[start]
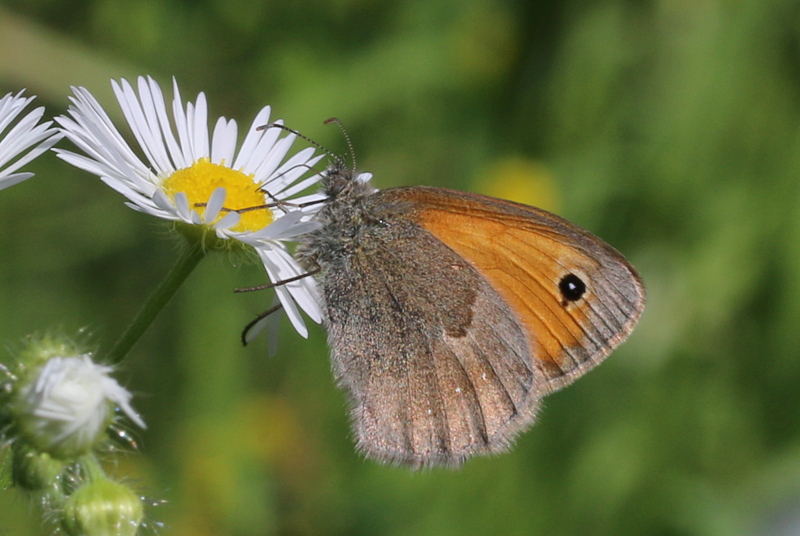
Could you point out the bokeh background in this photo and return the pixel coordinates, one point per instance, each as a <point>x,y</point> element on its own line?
<point>671,128</point>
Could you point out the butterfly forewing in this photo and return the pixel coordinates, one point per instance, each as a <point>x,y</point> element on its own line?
<point>525,253</point>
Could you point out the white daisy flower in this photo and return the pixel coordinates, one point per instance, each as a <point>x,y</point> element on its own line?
<point>26,134</point>
<point>249,196</point>
<point>67,404</point>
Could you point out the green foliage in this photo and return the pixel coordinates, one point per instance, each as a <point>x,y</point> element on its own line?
<point>671,129</point>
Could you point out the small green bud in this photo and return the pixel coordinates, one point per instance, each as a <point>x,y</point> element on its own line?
<point>102,508</point>
<point>32,470</point>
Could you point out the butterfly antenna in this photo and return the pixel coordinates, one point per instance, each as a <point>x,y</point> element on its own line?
<point>302,136</point>
<point>347,139</point>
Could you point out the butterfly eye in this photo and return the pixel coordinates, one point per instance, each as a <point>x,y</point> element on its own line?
<point>572,287</point>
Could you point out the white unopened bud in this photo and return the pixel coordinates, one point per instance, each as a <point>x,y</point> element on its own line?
<point>64,407</point>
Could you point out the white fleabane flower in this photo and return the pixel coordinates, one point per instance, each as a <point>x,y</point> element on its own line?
<point>250,195</point>
<point>65,406</point>
<point>26,135</point>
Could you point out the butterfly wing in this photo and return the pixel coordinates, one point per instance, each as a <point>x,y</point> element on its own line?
<point>531,258</point>
<point>435,365</point>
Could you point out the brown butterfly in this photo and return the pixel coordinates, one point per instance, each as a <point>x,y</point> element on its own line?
<point>451,314</point>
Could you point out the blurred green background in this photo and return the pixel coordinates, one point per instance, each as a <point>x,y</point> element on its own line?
<point>670,128</point>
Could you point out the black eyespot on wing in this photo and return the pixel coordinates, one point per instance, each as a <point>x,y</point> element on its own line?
<point>572,288</point>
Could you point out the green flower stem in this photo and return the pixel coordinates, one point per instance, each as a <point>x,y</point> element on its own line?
<point>188,261</point>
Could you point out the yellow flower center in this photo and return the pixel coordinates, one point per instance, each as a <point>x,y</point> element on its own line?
<point>199,181</point>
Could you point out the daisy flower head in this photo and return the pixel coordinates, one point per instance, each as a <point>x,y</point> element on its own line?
<point>26,135</point>
<point>253,196</point>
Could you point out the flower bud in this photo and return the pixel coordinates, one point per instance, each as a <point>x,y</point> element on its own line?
<point>62,403</point>
<point>102,508</point>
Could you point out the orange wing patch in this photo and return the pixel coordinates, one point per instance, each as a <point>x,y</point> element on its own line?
<point>524,252</point>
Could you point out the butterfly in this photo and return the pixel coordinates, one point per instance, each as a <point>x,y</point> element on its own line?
<point>451,314</point>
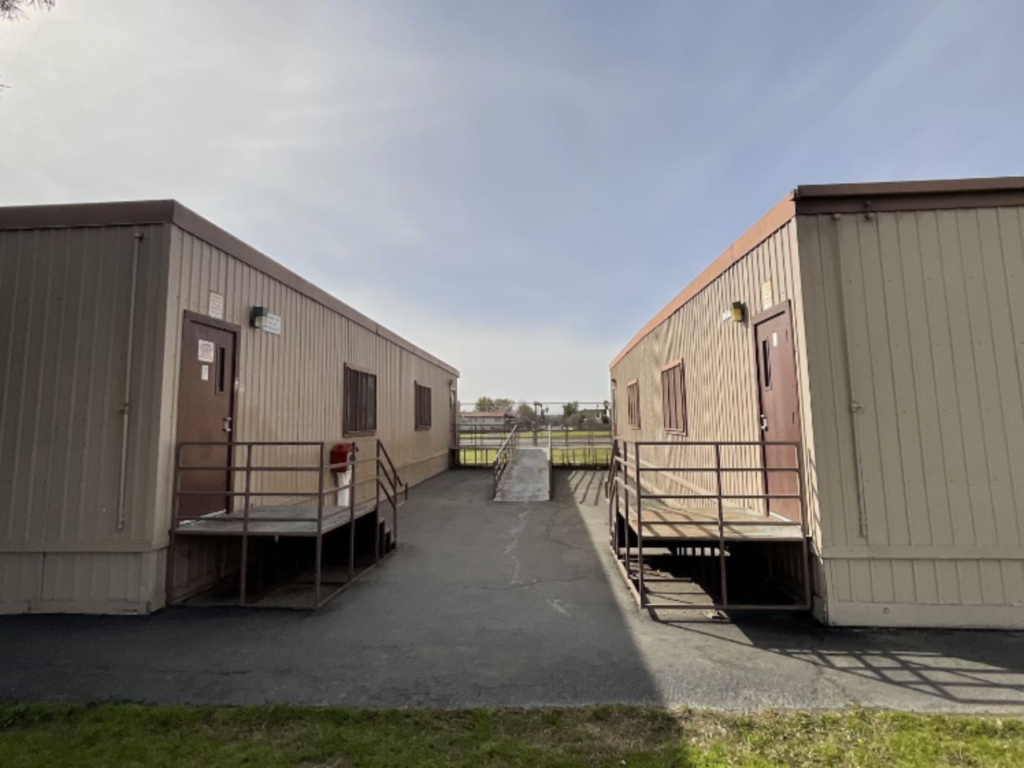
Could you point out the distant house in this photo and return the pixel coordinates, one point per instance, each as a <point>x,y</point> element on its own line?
<point>852,364</point>
<point>488,419</point>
[end]
▶ [PROBLEM REQUIREMENTS]: Render the listing above as a two-column CSV with the header row "task,value": one row per request, the request text under task and its answer under value. Put each field in double quotes, replace line breaks inside a field with spaces, cover every entry in the listing, and leave the pictures out.

▶ [RESPONSE TO THE TASK]:
task,value
"Could you point out the bokeh background in this photo and return the pixel coordinates, one point per instance, each as a <point>x,y</point> element on its own line?","<point>671,128</point>"
"Could you point out the butterfly forewing in this photo and return the pixel coordinates, one point per instance, each as a <point>x,y</point> element on its own line?","<point>525,253</point>"
"Could you point out the white daisy flower in this photo and return the pixel coordinates, one point per instance, each as a <point>x,y</point> element on its own line?","<point>26,134</point> <point>249,196</point> <point>67,404</point>"
"Could you point out the green foliage in this photo and return the pixel coordinates, one point per instance, each as a <point>x,y</point> element on its own line?","<point>671,129</point>"
"Could you point out the small green bud in this photo and return the pixel coordinates, one point per instance, each as a <point>x,y</point> element on its own line?","<point>102,508</point> <point>32,470</point>"
"Could you point out the butterfly antenna in this photo and return the pixel coordinates, one point per instance, each as a <point>x,y</point> element on its own line?","<point>302,136</point> <point>347,139</point>"
"Could you point out the butterfly eye in this photo and return the pixel coordinates, one point per instance, each as a <point>x,y</point> element on its own line?","<point>572,287</point>"
"Could you point out the white unopened bud in this photo and return the pixel coordinates, one point per instance, each as a <point>x,y</point> element on its own line?","<point>64,407</point>"
"Could you point out the white fleabane flower in this photo and return the pixel coordinates, one point per instance, each as a <point>x,y</point> element on its own line?","<point>250,195</point> <point>65,406</point> <point>26,135</point>"
"Could you point out the butterfly wing in this photo and return the pixel coordinates, one point per instance, each as a <point>x,y</point> element on its own line?","<point>531,258</point> <point>435,365</point>"
"Could you point out the brown butterfly in this photo and return the pixel coordinates, one point per instance, each as a <point>x,y</point> element on its own line?","<point>451,314</point>"
"Could you point out the blurred green background in this photo and return the pixel coordinates, one point per instance, each as a <point>x,y</point> element on its own line?","<point>670,128</point>"
"Could you point out the black eyespot on wing in this photo and return the pixel coordinates, one point per instance, each as a <point>x,y</point> element on its own line?","<point>572,288</point>"
"Could you point out the green flower stem in this photo and return the pixel coordinates, one point per instance, each as a <point>x,y</point> element on its own line?","<point>188,261</point>"
"Could you point out the yellow flower center in this photo and return the pixel coordinates, one point per instance, each as a <point>x,y</point> element on its own line?","<point>199,181</point>"
"Could you point out the daisy flower head in this photo and return the pixel coordinates, one point per instance, each as a <point>x,y</point> element on its own line?","<point>26,135</point> <point>253,196</point>"
"Could you point out the flower bud in this photo and return the pixel coordinates, one point per instance, each as a <point>x,y</point> element on its own line?","<point>62,403</point> <point>102,508</point>"
"Could you point out the orange wing patch in this photo and return the pixel coordinates, one point per instance, each as a <point>x,y</point> element on its own line?","<point>524,252</point>"
"Could you point out the butterfly in this photo and return the pixel coordinates, one point per instance, each as a <point>x,y</point> element on its own line?","<point>451,314</point>"
"Could you point out the distant house in this photo and return the pixel coordinates, one point per instance, each as a <point>x,y</point> element on its own line?","<point>852,364</point> <point>488,419</point>"